§ **Raw data**:
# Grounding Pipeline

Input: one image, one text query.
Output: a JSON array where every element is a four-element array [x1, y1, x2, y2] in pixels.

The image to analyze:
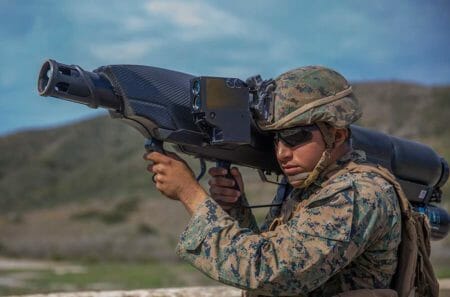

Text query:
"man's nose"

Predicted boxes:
[[275, 141, 292, 162]]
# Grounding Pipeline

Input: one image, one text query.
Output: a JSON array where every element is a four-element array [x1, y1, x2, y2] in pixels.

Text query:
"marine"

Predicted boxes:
[[145, 66, 402, 296]]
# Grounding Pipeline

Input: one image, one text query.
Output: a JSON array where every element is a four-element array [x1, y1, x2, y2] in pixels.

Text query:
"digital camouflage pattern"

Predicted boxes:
[[260, 66, 362, 130], [177, 152, 401, 297]]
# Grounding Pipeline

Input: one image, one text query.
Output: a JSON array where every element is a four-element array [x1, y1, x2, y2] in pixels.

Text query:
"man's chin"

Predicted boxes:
[[286, 172, 309, 188]]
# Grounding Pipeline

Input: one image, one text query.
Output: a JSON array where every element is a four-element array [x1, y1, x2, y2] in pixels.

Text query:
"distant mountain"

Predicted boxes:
[[0, 82, 450, 267], [0, 82, 450, 213]]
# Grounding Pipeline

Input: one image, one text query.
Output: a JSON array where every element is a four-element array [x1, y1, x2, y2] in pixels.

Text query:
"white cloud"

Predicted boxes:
[[90, 40, 161, 63]]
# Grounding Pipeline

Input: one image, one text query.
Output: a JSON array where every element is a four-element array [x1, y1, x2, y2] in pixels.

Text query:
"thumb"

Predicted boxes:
[[231, 167, 244, 193]]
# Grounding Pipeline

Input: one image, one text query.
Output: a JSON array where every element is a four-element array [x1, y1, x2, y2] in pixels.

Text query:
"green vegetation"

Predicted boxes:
[[0, 82, 450, 295], [0, 262, 215, 296]]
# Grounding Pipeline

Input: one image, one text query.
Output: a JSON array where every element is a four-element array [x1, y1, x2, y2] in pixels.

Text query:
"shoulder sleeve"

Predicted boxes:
[[177, 172, 398, 295]]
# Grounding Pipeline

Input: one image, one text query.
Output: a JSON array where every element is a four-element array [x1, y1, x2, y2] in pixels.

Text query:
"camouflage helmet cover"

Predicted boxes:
[[259, 66, 362, 130]]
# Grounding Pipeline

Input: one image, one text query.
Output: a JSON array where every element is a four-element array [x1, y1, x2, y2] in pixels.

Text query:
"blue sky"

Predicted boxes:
[[0, 0, 450, 135]]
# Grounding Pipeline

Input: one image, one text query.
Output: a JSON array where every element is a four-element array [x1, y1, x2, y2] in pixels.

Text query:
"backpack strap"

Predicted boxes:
[[333, 162, 439, 297]]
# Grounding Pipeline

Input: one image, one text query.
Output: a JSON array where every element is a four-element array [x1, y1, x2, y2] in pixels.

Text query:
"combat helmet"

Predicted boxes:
[[258, 66, 362, 188]]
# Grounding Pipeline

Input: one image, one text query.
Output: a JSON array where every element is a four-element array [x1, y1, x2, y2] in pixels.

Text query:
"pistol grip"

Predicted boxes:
[[144, 138, 165, 154]]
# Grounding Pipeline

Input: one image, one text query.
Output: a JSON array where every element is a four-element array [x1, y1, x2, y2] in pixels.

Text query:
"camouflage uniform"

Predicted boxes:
[[177, 67, 401, 296], [177, 153, 401, 296]]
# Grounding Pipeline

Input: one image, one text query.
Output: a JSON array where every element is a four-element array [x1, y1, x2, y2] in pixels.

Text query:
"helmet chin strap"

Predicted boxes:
[[288, 122, 334, 189]]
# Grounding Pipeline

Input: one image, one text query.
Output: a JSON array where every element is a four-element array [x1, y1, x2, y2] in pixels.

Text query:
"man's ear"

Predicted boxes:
[[334, 128, 349, 146]]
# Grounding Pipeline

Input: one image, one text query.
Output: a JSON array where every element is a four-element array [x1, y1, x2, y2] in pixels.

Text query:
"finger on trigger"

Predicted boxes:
[[208, 167, 227, 176]]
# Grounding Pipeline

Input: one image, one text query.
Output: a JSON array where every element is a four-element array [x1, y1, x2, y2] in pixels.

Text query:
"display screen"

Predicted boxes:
[[205, 77, 249, 109]]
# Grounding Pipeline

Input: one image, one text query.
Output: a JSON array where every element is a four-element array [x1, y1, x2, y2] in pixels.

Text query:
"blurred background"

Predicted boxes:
[[0, 0, 450, 295]]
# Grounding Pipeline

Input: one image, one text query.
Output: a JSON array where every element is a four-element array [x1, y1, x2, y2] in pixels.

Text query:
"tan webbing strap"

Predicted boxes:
[[333, 162, 439, 297], [260, 87, 352, 130]]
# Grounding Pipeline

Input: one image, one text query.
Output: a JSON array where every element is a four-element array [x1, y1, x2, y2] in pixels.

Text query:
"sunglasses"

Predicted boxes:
[[274, 125, 318, 147]]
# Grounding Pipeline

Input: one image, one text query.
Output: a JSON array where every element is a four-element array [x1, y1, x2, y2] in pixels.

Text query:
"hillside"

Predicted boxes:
[[0, 82, 450, 260]]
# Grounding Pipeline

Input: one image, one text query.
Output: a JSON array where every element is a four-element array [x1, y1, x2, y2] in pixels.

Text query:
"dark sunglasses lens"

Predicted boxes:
[[275, 129, 312, 147]]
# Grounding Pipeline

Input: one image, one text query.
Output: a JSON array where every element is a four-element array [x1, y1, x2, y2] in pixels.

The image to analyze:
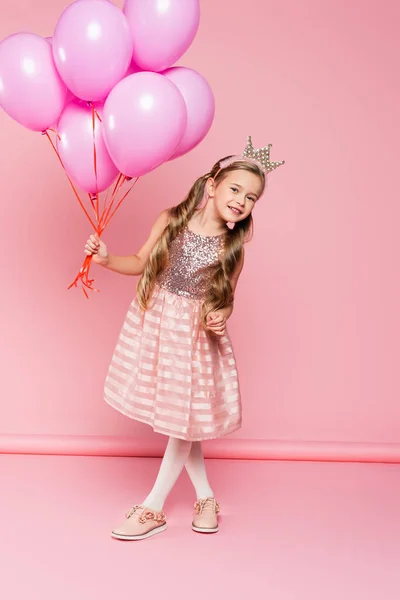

§ **What is expected**: Put every line of the data above into a JSON list of strings, one string per line, leaving out blank lines and the pictures.

§ **Exercise output**:
[
  "# Grounding Pipeline",
  "Input: one image, one text query.",
  "Output: a JSON array where every element is a four-element array [x1, y1, x2, y2] in pixels.",
  "The image to analyze:",
  "Text query:",
  "\"man's nose\"",
  "Predicted boxes:",
  "[[275, 141, 292, 162]]",
  "# Grounding Pipeline",
  "Input: one image, one text query.",
  "Output: a JSON array where every element is a four-element array [x1, y1, x2, y2] in pixels.",
  "Text query:",
  "\"marine\"",
  "Predicted boxes:",
  "[[145, 66, 402, 296]]",
  "# Grounding Pipeline",
  "Input: one image, one text query.",
  "Output: a JSON array where every element is a four-element array [x1, y1, x2, y2] in pixels.",
  "Text query:",
  "\"digital camouflage pattern\"",
  "Predicted boxes:",
  "[[260, 66, 362, 130], [177, 152, 401, 297]]",
  "# Grounding Pipeline",
  "Input: one image, one text query.",
  "Output: a JSON array where every element is a four-element array [x1, y1, x2, y2] in pixels.",
  "Text query:",
  "\"man's chin\"",
  "Predicted boxes:",
  "[[286, 172, 309, 188]]",
  "# Grounding Pipeline",
  "Input: one image, one text query.",
  "Output: a JSON array where every element is a four-element array [x1, y1, x2, y2] in pixels.",
  "Text query:",
  "\"distant mountain\"",
  "Predicted boxes:",
  "[[0, 82, 450, 267], [0, 82, 450, 213]]",
  "# Grounding Pipeline",
  "Input: one image, one text query.",
  "Output: a JSON array where every element is a four-element array [x1, y1, x2, y2] in pixels.",
  "Text query:",
  "\"white cloud\"",
  "Predicted boxes:",
  "[[90, 40, 161, 63]]",
  "# Grounding Pipeline",
  "Input: one image, one text query.",
  "Output: a JSON array where every element is a four-element array [x1, y1, x2, y2] in pixels.",
  "Text query:",
  "\"thumb\"",
  "Predicted boxes:",
  "[[231, 167, 244, 193]]",
  "# Grounding Pipeline",
  "Input: one image, one text query.",
  "Output: a JSON array where every element is a four-element array [x1, y1, x2, y2] in pixels.",
  "Text query:",
  "\"green vegetation\"",
  "Predicted boxes:",
  "[[0, 82, 450, 295], [0, 262, 215, 296]]",
  "# Grounding Pipeline",
  "Input: one image, one text query.",
  "Output: a JSON array where every element is a four-element array [x1, y1, x2, y2] in pixels.",
  "Text query:",
  "\"shoulder sleeve\"",
  "Predicted boxes:",
  "[[177, 172, 398, 295]]",
  "# Grounding Pipeline",
  "Input: one image, one text query.",
  "Output: a JSON array where every element is a four-element array [x1, y1, x2, y2] in pixels.",
  "Text query:",
  "\"camouflage helmet cover\"",
  "Predicted boxes:",
  "[[259, 66, 362, 130]]",
  "# Grounding Pipeline",
  "Input: one image, one text query.",
  "Output: a JSON array where every element is a four-element array [x1, y1, x2, y2] in pixels.",
  "Text query:",
  "\"blue sky\"",
  "Predicted boxes:",
  "[[0, 0, 450, 135]]",
  "# Grounding Pipeline",
  "Input: one image, one text query.",
  "Output: a JSON array where every element is a four-element array [x1, y1, x2, y2] in pixels.",
  "Text query:",
  "\"backpack strap\"",
  "Predicted boxes:",
  "[[333, 162, 439, 297]]",
  "# Grounding Pipeline",
  "Input: one image, one text query.",
  "Output: a JSON array where every element is a four-element array [x1, y1, x2, y2] in pixels.",
  "Text query:",
  "\"combat helmet\"",
  "Predicted boxes:",
  "[[258, 66, 362, 188]]",
  "# Grounding Pipeline",
  "Input: one image, one text query.",
  "Output: a JSON array where every element is a four-element array [x1, y1, x2, y2] in pixels.",
  "Text query:",
  "\"pistol grip\"",
  "Predicted boxes:",
  "[[144, 138, 165, 154]]",
  "# Grounding Pipeline",
  "Input: one image, one text query.",
  "Output: a JSON array where every element is a four-element array [x1, y1, x2, y2] in pixels.",
  "Text query:",
  "\"camouflage uniform\"",
  "Predicted boxes:",
  "[[177, 67, 401, 296], [177, 153, 401, 296]]",
  "# Grounding Pipeline",
  "Input: one image, one text query.",
  "Output: a JSON array where every element is a four-element array [x1, y1, x2, y2] in pixels.",
  "Text query:",
  "\"helmet chin strap\"",
  "Predicted boxes:",
  "[[288, 122, 334, 189]]",
  "# Grounding Pipeline",
  "Input: one image, one text query.",
  "Output: a JSON array where every element is a four-element array [x1, y1, x2, y2] in pixels.",
  "Text query:",
  "\"man's ear\"",
  "Predicted boxes:",
  "[[334, 128, 349, 146]]",
  "# Grounding Pipeline",
  "Input: one image, one text query.",
  "Output: a JSON array where every element is a four-element array [x1, y1, x2, y2] in pixels.",
  "Text query:",
  "\"finger on trigger\"",
  "Predicted boxes:",
  "[[208, 167, 227, 176]]",
  "# Grounding Pipeline",
  "Input: one image, one text query.",
  "Output: a JSON array where every element is a four-element array [x1, y1, x2, y2] in pixels.",
  "Text query:",
  "\"display screen\"",
  "Predicted boxes:",
  "[[205, 77, 249, 109]]",
  "# Grounding Pipeline",
  "Input: one image, one text query.",
  "Output: a JSON array where every element is a four-element array [x1, y1, x2, y2] in pixels.",
  "Text query:",
  "\"blurred background\"",
  "Predicted boxes:",
  "[[0, 0, 450, 295]]",
  "# Grounding Pipeline",
  "Input: one image, one text query.",
  "Output: a JSON array where every element is a four-element array [x1, y1, x2, y2] in pixels.",
  "Text query:",
  "\"tan webbing strap\"",
  "Predicted boxes:",
  "[[333, 162, 439, 297], [260, 87, 352, 130]]",
  "# Grounding Pipeline",
  "Input: one image, one text query.",
  "Output: a JSON array where every element is a four-element array [x1, y1, x2, y2] in pixels.",
  "Text query:",
  "\"sunglasses\"",
  "Predicted boxes:",
  "[[274, 125, 318, 147]]",
  "# Grounding Pipeline",
  "Input: one image, one text query.",
  "Output: a JSON array where every element is a four-element array [x1, y1, x2, y2] in pixels.",
  "Text query:",
  "\"hillside\"",
  "Predicted boxes:",
  "[[0, 82, 450, 260]]",
  "# Grounding Pipeline",
  "Input: one image, one text query.",
  "Output: a JSON array where every element is a four-element array [x1, y1, x2, y2] in pixels.",
  "Text query:",
  "\"dark sunglasses lens\"",
  "Predicted boxes:",
  "[[275, 129, 312, 147]]",
  "# Grounding Pipeline",
  "Input: one image, one text query.",
  "Output: a JSON array where every element is a four-element array [x1, y1, x2, y2] in pixels.",
  "The image to analyze:"
]